_Records from a collection:_
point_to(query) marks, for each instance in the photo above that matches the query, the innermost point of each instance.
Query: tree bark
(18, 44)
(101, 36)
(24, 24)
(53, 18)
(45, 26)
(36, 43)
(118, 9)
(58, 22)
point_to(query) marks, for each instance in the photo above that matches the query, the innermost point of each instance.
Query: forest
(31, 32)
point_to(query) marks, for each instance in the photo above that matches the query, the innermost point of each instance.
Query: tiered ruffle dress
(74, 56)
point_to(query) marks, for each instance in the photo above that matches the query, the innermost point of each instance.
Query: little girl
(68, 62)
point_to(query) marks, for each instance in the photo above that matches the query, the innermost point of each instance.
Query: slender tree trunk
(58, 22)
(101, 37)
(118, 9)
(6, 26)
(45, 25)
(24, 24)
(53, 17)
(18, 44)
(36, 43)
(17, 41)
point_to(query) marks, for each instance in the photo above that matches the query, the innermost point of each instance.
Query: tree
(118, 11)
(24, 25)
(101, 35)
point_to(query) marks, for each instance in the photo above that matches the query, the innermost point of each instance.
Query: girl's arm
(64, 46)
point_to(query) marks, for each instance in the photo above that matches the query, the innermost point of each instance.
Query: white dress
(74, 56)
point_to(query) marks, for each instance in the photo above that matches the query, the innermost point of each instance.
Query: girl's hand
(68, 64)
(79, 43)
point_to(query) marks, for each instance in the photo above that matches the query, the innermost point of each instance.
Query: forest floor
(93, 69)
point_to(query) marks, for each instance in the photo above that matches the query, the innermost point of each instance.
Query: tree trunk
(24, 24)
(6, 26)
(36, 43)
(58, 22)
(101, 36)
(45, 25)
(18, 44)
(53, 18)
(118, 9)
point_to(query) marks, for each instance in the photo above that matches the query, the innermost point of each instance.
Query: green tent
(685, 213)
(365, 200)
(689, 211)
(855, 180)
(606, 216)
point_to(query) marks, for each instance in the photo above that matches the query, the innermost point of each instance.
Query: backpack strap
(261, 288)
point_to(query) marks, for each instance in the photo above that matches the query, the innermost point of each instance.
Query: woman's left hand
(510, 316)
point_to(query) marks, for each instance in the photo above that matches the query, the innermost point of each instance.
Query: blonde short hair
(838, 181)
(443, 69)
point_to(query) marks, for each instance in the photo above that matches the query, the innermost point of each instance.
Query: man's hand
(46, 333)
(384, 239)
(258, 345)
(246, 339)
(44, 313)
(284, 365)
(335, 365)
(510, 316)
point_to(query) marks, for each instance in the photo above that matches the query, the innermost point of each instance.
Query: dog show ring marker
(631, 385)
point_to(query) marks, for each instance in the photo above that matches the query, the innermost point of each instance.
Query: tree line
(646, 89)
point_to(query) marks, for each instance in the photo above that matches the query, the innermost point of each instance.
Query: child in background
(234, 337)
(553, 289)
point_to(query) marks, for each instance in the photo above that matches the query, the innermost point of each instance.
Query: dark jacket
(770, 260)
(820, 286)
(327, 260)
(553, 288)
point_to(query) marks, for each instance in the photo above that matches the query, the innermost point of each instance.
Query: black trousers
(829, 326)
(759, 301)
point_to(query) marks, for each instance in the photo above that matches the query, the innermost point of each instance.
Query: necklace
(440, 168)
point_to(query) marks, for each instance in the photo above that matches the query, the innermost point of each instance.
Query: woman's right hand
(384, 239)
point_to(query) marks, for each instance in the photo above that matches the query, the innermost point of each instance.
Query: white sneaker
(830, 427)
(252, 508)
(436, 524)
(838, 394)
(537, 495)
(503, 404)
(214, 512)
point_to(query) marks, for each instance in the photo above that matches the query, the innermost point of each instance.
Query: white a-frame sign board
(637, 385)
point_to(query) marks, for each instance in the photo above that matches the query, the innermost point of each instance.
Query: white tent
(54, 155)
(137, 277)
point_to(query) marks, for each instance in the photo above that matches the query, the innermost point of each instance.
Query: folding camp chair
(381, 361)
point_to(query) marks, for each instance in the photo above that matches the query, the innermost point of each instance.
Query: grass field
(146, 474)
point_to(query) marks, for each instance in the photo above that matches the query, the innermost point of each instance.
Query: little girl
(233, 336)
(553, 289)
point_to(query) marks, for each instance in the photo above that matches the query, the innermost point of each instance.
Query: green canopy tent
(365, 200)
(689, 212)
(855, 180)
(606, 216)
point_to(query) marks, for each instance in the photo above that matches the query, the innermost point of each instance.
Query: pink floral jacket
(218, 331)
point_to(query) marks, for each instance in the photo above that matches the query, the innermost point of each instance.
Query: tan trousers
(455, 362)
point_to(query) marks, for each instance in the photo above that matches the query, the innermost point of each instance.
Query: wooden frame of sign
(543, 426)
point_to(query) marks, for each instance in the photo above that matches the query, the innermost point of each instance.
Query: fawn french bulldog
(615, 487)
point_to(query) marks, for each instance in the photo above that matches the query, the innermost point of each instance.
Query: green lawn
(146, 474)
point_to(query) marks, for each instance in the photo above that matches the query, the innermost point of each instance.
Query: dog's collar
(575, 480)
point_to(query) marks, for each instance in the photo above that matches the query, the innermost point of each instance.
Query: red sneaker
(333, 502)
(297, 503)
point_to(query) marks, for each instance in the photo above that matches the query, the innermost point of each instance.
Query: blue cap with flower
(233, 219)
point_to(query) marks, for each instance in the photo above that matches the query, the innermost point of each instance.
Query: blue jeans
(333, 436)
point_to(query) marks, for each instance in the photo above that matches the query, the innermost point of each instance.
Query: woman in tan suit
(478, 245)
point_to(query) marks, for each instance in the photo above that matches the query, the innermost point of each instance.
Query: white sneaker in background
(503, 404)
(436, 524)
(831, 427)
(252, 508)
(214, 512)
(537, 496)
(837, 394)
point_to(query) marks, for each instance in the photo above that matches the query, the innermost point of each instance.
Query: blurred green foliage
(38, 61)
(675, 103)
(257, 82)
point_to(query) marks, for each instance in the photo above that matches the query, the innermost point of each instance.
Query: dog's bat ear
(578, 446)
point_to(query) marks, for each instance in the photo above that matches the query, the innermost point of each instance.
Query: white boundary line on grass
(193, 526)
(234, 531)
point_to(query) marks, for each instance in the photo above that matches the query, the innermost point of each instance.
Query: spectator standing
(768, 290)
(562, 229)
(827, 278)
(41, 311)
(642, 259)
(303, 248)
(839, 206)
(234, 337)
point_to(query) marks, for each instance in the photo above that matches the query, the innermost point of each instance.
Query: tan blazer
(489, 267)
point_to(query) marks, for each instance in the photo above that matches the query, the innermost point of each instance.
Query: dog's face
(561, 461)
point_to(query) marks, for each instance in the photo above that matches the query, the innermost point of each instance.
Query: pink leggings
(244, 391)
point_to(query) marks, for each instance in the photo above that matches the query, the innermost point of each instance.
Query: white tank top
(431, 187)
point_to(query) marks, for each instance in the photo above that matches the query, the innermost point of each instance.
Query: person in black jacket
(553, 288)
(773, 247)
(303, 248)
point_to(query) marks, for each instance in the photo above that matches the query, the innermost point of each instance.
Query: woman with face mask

_BRIEF:_
Give back the data exactly, with no line dropped.

_REPLY TO THE TASK:_
point_to(query) marks, for each instance in the photo above that matches the query, the innermost point of each instance.
Query: tree bark
(18, 44)
(101, 36)
(24, 24)
(53, 18)
(45, 26)
(36, 43)
(118, 9)
(58, 22)
point_to(query) marks, for each instance in the photo above that matches the query, the innermost point of each instance.
Query: forest
(31, 32)
point_to(query) marks, for each instance in the photo above that matches the query, the innermost point of each instance.
Query: tiered ruffle dress
(74, 56)
point_to(query) marks, for each instance in the photo above that matches the query, the innermost point of each instance.
Query: little girl
(68, 62)
point_to(query) marks, for each instance in the photo above that matches the query, the innermost point of each instance.
Query: slender tree trunk
(58, 22)
(101, 37)
(118, 9)
(6, 26)
(45, 25)
(24, 24)
(53, 17)
(18, 44)
(36, 43)
(17, 41)
point_to(query) marks, for each instance in the photo above that matches the query, the innermost point of each instance.
Query: tree
(118, 11)
(24, 25)
(101, 35)
point_to(query) marks, for each instance in the photo above that matches the query, the innermost point of each instance.
Query: girl's arm
(64, 46)
point_to(query) marks, for each instance in the photo above that matches the query, the innermost point of each instance.
Query: white dress
(74, 56)
point_to(query) marks, for each instance in the photo above that matches the query, the innermost point of each instance.
Query: girl's hand
(68, 64)
(79, 43)
point_to(query) marks, for each instance in the photo above that matches the query, the innermost point of each instance.
Query: forest floor
(93, 69)
point_to(query) marks, for each instance in the photo above that matches the query, the innermost point of each instance.
Query: tree trunk
(24, 24)
(6, 26)
(36, 43)
(58, 22)
(101, 36)
(45, 25)
(18, 44)
(53, 18)
(118, 9)
point_to(query) marks, for each instance in the photo above that matches the query, the innermost point of each instance.
Query: green tent
(685, 213)
(365, 200)
(689, 211)
(855, 180)
(606, 216)
point_to(query) marks, for each instance in the photo above that matches the query, the innermost point of each instance.
Query: backpack strap
(261, 288)
point_to(query) marks, for each instance in the photo above that matches the query, the innermost point of each instance.
Query: woman's left hand
(510, 316)
point_to(query) marks, for each instance in the photo above that matches the query, the innermost point of each instance.
Query: blonde short hair
(838, 181)
(443, 69)
point_to(query) marks, for each instance in the photo above that matches the query, the innermost point of each instance.
Query: man's hand
(46, 333)
(384, 239)
(258, 345)
(246, 339)
(44, 313)
(284, 365)
(335, 365)
(510, 316)
point_to(query) marks, for each instance in the photo above that matches the query, the innermost point of each instance.
Query: dog show ring marker
(631, 385)
point_to(query) marks, for each instance in the photo above that matches the query, the innermost point of each instance.
Query: tree line
(646, 89)
point_to(query) marks, for each instance in the photo above that matches the query, the innermost point of each instance.
Query: child in background
(234, 337)
(553, 289)
point_to(query) marks, for each instance in the photo above that matches the query, the innermost point of each instance.
Query: dark jacket
(770, 260)
(820, 286)
(327, 260)
(553, 288)
point_to(query) marks, for each instance in the photo above that matches the query, the innermost point of each instance.
Query: black trousers
(829, 326)
(759, 301)
point_to(query) marks, for each instance in the photo above that matches the query, the innermost point of each instance.
Query: necklace
(440, 168)
point_to(query) marks, for each instance in the photo above that matches the query, the innermost point of each instance.
Query: woman's right hand
(384, 239)
point_to(query) marks, for each instance in the photo above that matches the query, the innermost point of each instance.
Query: white sneaker
(830, 427)
(252, 508)
(436, 524)
(838, 394)
(537, 495)
(503, 404)
(214, 512)
point_to(query) marks, for each instance in the photo above that matches the query, the innermost point of each instance.
Query: white a-frame sign board
(637, 385)
point_to(query) marks, for each instance in the photo above that matches the query, the innermost point of each instance.
Query: white tent
(54, 155)
(137, 277)
point_to(query) marks, for each instance in the photo above that matches the query, the innermost point of each instance.
Query: folding camp chair
(381, 361)
point_to(query) marks, for each instance in the photo above that matches the query, the innermost point of each instance.
Query: grass field
(146, 474)
point_to(query) marks, for each instance in the photo above that matches the query, the innermost point of each instance.
Query: little girl
(233, 336)
(553, 289)
point_to(query) marks, for each instance in the photo above that matches the query, the innermost point of each instance.
Query: green canopy tent
(365, 200)
(689, 212)
(855, 180)
(606, 216)
point_to(query) marks, for each instance in the photo above that matches the query, the innermost point of each instance.
Query: pink floral jacket
(218, 331)
point_to(query) marks, for each instance in the photo above that matches the query, the innermost point of each instance.
Query: tan trousers
(455, 362)
point_to(query) marks, for each instance in the photo above that matches the query, the innermost point of each instance.
Query: wooden frame of sign
(543, 426)
point_to(query) marks, for each instance in the photo above that matches the query, the innermost point of each instance.
Query: fawn french bulldog
(615, 487)
point_to(query) marks, for each instance in the photo above that matches the query, the innermost point of each instance.
Query: green lawn
(146, 474)
point_to(query) marks, for each instance in the photo above that matches the query, the innermost point of each instance.
Query: dog's collar
(575, 480)
point_to(query) marks, for each instance in the photo above that matches the query, the innermost point of each instance.
Query: red sneaker
(333, 502)
(297, 503)
point_to(query) marks, for each instance in the photo above that matches the query, the innermost point of each instance.
Query: blue cap with flower
(233, 219)
point_to(query) marks, for each instance in the photo above that matches the query, the innermost point of each instance.
Query: blue jeans
(333, 436)
point_to(query) marks, for each instance in the photo above that matches the query, the innermost point of each instance.
Query: woman in tan suit
(478, 245)
point_to(query) marks, for each instance in the photo above that matches the query, the innermost point of each instance.
Query: white sneaker in background
(503, 404)
(436, 524)
(831, 427)
(252, 508)
(214, 512)
(537, 496)
(837, 394)
point_to(query) marks, for each instance in the photo above that matches the query, the innermost point of each instance.
Query: blurred green foliage
(38, 61)
(675, 103)
(257, 82)
point_to(query) marks, for each instance in the photo above that matches the query, the innermost point of each instance.
Query: dog's bat ear
(578, 446)
point_to(query) marks, for each instance in the photo above that matches the query, the innermost point of each instance.
Query: white boundary line on grass
(193, 526)
(234, 531)
point_to(query) marks, for each instance in the photo above that matches the query, the innermost point of each instance.
Query: spectator standing
(768, 290)
(562, 229)
(827, 278)
(41, 311)
(642, 259)
(303, 248)
(839, 206)
(234, 337)
point_to(query) marks, for each instance in the photo above that matches the query, the innermost point of each instance.
Query: tan blazer
(489, 267)
point_to(query) marks, for each instance in the photo above that matches the query, the innermost point of each instance.
Query: dog's face
(561, 461)
point_to(query) marks, for each instance in the photo above that matches the query, the innermost point of each instance.
Query: pink leggings
(244, 391)
point_to(query) marks, for each instance in the photo above that matches the query, the innermost point of each instance.
Query: white tank top
(431, 187)
point_to(query) marks, for each instance in the photo above that matches the query, the innermost point of each instance.
Query: person in black jacket
(553, 288)
(773, 247)
(303, 248)
point_to(query) marks, for each instance in the photo above that matches the query, the innermost point of each instance.
Query: woman with face mask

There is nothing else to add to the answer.